### Fragmento del documento

Entre los considerables cambios que se produjeron en
mi adolescencia hubo uno menos aparatoso que otros pero que acabaría resultando
fundamental en mi mentalidad adulta: evolucioné desde un vago instinto
anticlerical, producto de mis experiencias en un colegio de curas, a un
discurso radical contra toda forma de religión. Mi padre, que siempre ha estado
atento a descubrir la culpabilidad que se oculta en mis ideas más vehementes,
pretendía demostrar que en realidad buscaba a Dios desesperadamente, solo así
se explicaba mi obsesión iconoclasta. Reconozco que en el ateo hay algo de
impositivo, se aproxima peligrosamente al fanatismo por esa pulsión suya de
querer derribar a Dios a toda costa. A mi pesar, debo encuadrarme en esta
categoría porque uno se vuelve intolerante cuando se enfrenta a la
intolerancia; el temor a la dictadura del excluyente acaba obligando a una
lucha sin tregua que no acepta pactos. Preferiría el escepticismo
de quienes viven ajenos a la religión, allí donde las banderías religiosas han
dejado de ser una preocupación. Pero claro, esto supone un grave problema: el
escéptico no está dispuesto a combatir y, como aquellos intelectuales paganos
que se burlaban de los delirios de los primeros cristianos, tiene todas las de
perder ante los fanáticos.

######

● **Ejercicio propuesto**
Escribe la continuación del fragmento sobre el paso del anticlericalismo al ateísmo, empezando después de su última oración. Las líneas que siguen son material aparte, sin relación con el fragmento.

### Conjunto de datos

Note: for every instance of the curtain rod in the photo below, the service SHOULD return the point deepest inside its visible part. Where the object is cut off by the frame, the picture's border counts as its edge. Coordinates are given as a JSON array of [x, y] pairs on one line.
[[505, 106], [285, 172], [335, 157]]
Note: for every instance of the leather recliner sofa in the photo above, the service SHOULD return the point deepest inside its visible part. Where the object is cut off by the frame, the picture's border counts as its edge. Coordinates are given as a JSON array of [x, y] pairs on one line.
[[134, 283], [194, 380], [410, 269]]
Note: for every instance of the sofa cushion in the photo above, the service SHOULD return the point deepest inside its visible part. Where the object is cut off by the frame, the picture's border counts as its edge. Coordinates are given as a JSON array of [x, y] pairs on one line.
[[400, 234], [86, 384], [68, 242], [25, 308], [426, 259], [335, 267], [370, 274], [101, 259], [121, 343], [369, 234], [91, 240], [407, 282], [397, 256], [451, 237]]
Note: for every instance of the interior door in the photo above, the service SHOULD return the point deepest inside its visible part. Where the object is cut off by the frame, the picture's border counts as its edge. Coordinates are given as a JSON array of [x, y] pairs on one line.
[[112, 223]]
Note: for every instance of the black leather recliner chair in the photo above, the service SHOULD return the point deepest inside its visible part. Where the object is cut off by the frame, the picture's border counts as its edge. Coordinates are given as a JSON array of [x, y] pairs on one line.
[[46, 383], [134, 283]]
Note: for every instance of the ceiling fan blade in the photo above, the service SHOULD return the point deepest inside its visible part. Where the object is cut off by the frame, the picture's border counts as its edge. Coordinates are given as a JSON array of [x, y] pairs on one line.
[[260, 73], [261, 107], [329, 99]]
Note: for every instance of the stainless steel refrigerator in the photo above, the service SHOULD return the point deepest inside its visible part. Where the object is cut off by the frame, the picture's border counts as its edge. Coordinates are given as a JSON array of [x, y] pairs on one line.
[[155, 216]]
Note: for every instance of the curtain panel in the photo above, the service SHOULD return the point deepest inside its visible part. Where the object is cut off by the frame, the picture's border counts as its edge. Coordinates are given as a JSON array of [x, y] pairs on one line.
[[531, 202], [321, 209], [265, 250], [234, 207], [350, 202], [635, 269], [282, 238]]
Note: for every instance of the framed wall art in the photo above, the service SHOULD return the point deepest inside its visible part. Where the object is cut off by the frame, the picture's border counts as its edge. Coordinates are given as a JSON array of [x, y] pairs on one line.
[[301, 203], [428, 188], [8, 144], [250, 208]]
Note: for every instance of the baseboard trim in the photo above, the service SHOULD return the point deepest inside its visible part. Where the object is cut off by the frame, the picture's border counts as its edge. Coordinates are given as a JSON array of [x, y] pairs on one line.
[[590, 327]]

######

● **Resultado**
Cuando Saramago escribe “El evangelio según
Jesucristo” o “Caín” creo que está animado por una convicción muy similar. Está
lejos de la rabiosa violencia de Fernando Vallejo, el autor de “La puta de
Babilonia”, Saramago es un tipo elegante y bastante respetuoso, solo que
considera que no hay más Dios que nuestras obras y que la fe en ese demiurgo
ridículo que protagoniza la Biblia es una impostura impresentable. En
definitiva, un ateo en el sentido más ilustrado y vindicativo de la palabra que
cree en el hombre sin tutelas, en un mundo sin amenazas ni oscurantismos y en
que podemos ser mejores libres de dogmas y poderes metafísicos que no hacen
sino crear vanas ilusiones.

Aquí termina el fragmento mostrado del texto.